PROBLEM TO WORK ON.
Leave the pictures out and repeat the rest of the data below exactly.

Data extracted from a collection
<<<<
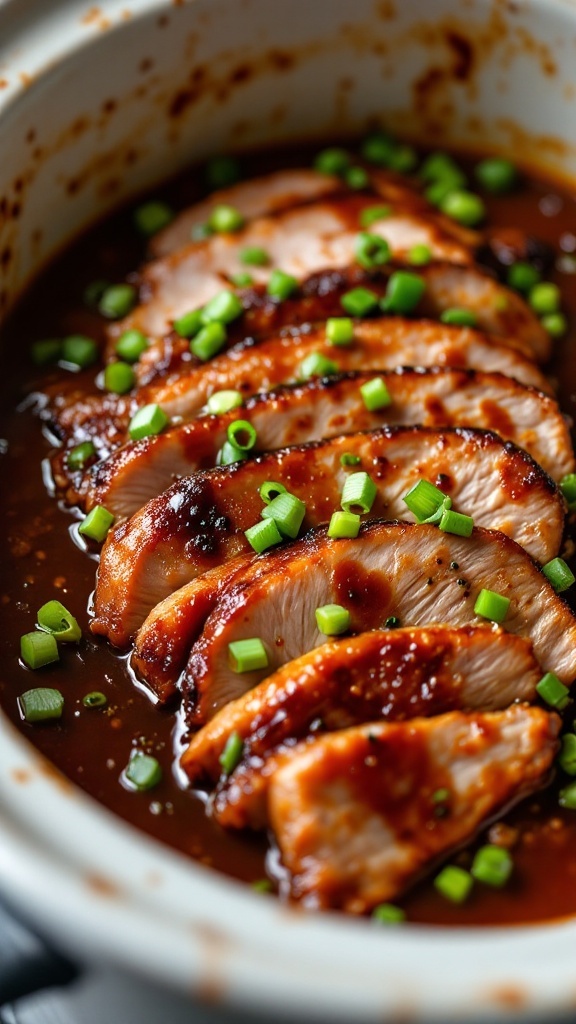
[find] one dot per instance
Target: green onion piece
(41, 705)
(119, 378)
(223, 401)
(94, 699)
(225, 218)
(317, 365)
(222, 308)
(491, 605)
(523, 276)
(419, 255)
(459, 316)
(332, 620)
(242, 434)
(424, 500)
(371, 250)
(359, 493)
(404, 291)
(455, 522)
(371, 214)
(288, 513)
(544, 298)
(54, 619)
(493, 865)
(375, 394)
(131, 344)
(189, 324)
(388, 913)
(254, 256)
(271, 489)
(96, 523)
(152, 217)
(281, 285)
(247, 655)
(80, 455)
(359, 301)
(263, 535)
(148, 420)
(496, 175)
(79, 350)
(46, 351)
(454, 883)
(343, 524)
(339, 331)
(559, 573)
(208, 341)
(232, 753)
(38, 649)
(142, 771)
(221, 171)
(552, 691)
(117, 301)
>>>>
SOLUTION FOR THIS EXERCISE.
[find] one dot per instance
Target: green onion piece
(41, 705)
(119, 378)
(223, 401)
(94, 699)
(225, 218)
(317, 365)
(222, 308)
(491, 605)
(523, 276)
(419, 255)
(459, 316)
(332, 620)
(242, 434)
(424, 500)
(371, 250)
(359, 493)
(404, 291)
(455, 522)
(371, 214)
(288, 513)
(544, 298)
(54, 619)
(493, 865)
(375, 394)
(131, 344)
(189, 324)
(388, 913)
(254, 256)
(271, 489)
(96, 523)
(152, 217)
(281, 285)
(247, 655)
(80, 455)
(359, 301)
(263, 535)
(148, 420)
(496, 175)
(79, 350)
(46, 351)
(454, 883)
(343, 524)
(339, 331)
(559, 573)
(208, 341)
(232, 753)
(38, 649)
(142, 771)
(221, 171)
(552, 691)
(117, 301)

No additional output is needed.